WHAT YOU ARE ASKED TO DO:
Update the rows below by replacing each "instance" with "occurrence" and keeping everything else unchanged. Omit the pictures from your answer.

RECORDED INFORMATION:
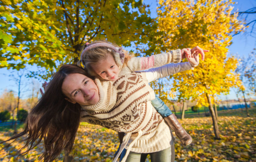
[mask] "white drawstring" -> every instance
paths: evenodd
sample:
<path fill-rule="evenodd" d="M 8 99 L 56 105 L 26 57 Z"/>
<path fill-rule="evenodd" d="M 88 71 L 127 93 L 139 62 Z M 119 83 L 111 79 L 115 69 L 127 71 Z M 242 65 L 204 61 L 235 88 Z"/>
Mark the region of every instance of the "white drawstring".
<path fill-rule="evenodd" d="M 136 137 L 136 138 L 135 138 L 135 139 L 132 141 L 132 142 L 129 145 L 129 146 L 128 147 L 128 149 L 127 149 L 126 152 L 125 153 L 125 155 L 124 156 L 123 158 L 123 159 L 122 159 L 122 161 L 121 162 L 124 162 L 125 161 L 125 160 L 126 160 L 126 159 L 127 159 L 127 157 L 128 156 L 128 155 L 129 154 L 129 152 L 130 152 L 130 151 L 131 150 L 131 148 L 133 146 L 133 145 L 134 144 L 134 143 L 135 143 L 135 142 L 137 141 L 137 140 L 138 140 L 139 138 L 141 137 L 141 136 L 142 135 L 142 131 L 141 131 L 141 130 L 140 130 L 138 132 L 138 135 Z M 115 159 L 114 159 L 114 160 L 113 161 L 113 162 L 116 162 L 117 160 L 117 159 L 119 157 L 119 156 L 120 156 L 120 155 L 121 154 L 122 151 L 123 151 L 123 150 L 124 150 L 124 148 L 125 147 L 126 145 L 127 145 L 127 144 L 128 143 L 128 141 L 129 141 L 129 139 L 131 137 L 131 135 L 132 133 L 129 132 L 127 133 L 125 135 L 125 136 L 124 136 L 124 138 L 123 139 L 123 142 L 122 142 L 122 144 L 121 144 L 121 145 L 120 146 L 120 149 L 119 150 L 119 151 L 118 151 L 118 152 L 117 153 L 117 154 L 115 158 Z"/>
<path fill-rule="evenodd" d="M 126 160 L 126 159 L 127 159 L 127 157 L 128 156 L 128 155 L 129 154 L 129 153 L 130 152 L 130 151 L 131 150 L 131 149 L 132 148 L 132 147 L 133 146 L 133 145 L 134 144 L 134 143 L 135 143 L 135 142 L 137 141 L 138 139 L 141 137 L 141 136 L 142 135 L 142 131 L 141 131 L 141 130 L 140 130 L 139 131 L 138 133 L 138 136 L 136 137 L 135 139 L 134 139 L 134 140 L 133 141 L 131 144 L 129 145 L 128 149 L 127 149 L 126 153 L 125 153 L 125 155 L 123 158 L 123 159 L 122 159 L 121 162 L 125 162 L 125 160 Z"/>

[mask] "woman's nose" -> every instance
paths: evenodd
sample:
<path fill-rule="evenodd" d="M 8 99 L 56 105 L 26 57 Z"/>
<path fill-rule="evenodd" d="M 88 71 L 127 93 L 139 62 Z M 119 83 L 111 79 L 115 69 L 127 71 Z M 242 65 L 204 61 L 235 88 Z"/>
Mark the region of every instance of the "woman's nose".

FULL OUTPUT:
[mask] "white drawstring" -> every occurrence
paths: evenodd
sample:
<path fill-rule="evenodd" d="M 8 99 L 56 105 L 26 57 Z"/>
<path fill-rule="evenodd" d="M 88 71 L 127 93 L 139 62 Z M 119 83 L 111 79 L 115 69 L 127 71 Z M 242 65 L 204 61 L 235 88 Z"/>
Mark the region of every occurrence of the "white drawstring".
<path fill-rule="evenodd" d="M 136 137 L 136 138 L 135 138 L 135 139 L 132 141 L 132 142 L 129 145 L 129 146 L 128 147 L 128 149 L 127 149 L 126 152 L 125 153 L 125 155 L 124 156 L 123 158 L 123 159 L 122 159 L 122 161 L 121 162 L 124 162 L 125 161 L 125 160 L 126 160 L 126 159 L 127 159 L 127 157 L 128 156 L 128 155 L 129 154 L 129 152 L 130 152 L 130 151 L 131 150 L 131 148 L 133 146 L 133 145 L 134 144 L 134 143 L 135 143 L 135 142 L 137 141 L 137 140 L 138 140 L 139 138 L 141 137 L 141 136 L 142 135 L 142 131 L 141 131 L 141 130 L 140 130 L 138 132 L 138 135 Z M 115 159 L 114 159 L 114 160 L 113 161 L 113 162 L 116 162 L 117 160 L 117 159 L 119 157 L 119 156 L 120 156 L 120 155 L 121 154 L 122 151 L 123 151 L 123 150 L 124 150 L 124 148 L 125 147 L 126 145 L 127 145 L 127 144 L 128 143 L 128 141 L 129 141 L 129 139 L 131 137 L 131 135 L 132 133 L 129 132 L 127 133 L 125 135 L 125 136 L 124 136 L 124 138 L 123 139 L 123 142 L 122 142 L 122 144 L 121 144 L 121 145 L 120 146 L 120 149 L 119 150 L 119 151 L 118 151 L 118 152 L 117 153 L 117 154 L 115 158 Z"/>
<path fill-rule="evenodd" d="M 126 160 L 126 159 L 127 159 L 127 157 L 128 156 L 128 155 L 129 154 L 129 153 L 130 152 L 130 151 L 131 150 L 131 149 L 132 148 L 132 147 L 133 146 L 133 145 L 134 144 L 134 143 L 135 143 L 135 142 L 137 141 L 138 139 L 141 137 L 141 136 L 142 135 L 142 131 L 141 131 L 141 130 L 140 130 L 139 131 L 138 133 L 138 136 L 136 137 L 135 139 L 134 139 L 134 140 L 133 141 L 131 144 L 129 145 L 128 149 L 127 149 L 126 153 L 125 153 L 125 155 L 123 158 L 123 159 L 122 159 L 121 162 L 125 162 L 125 160 Z"/>

[mask] "woman's nose" -> every occurrence
paths: evenodd
sample:
<path fill-rule="evenodd" d="M 8 99 L 56 105 L 26 57 Z"/>
<path fill-rule="evenodd" d="M 88 71 L 127 93 L 139 62 Z M 119 83 L 111 79 L 115 69 L 127 71 Z M 242 65 L 204 61 L 235 88 Z"/>
Mark the region of every occurrence of the "woman's nose".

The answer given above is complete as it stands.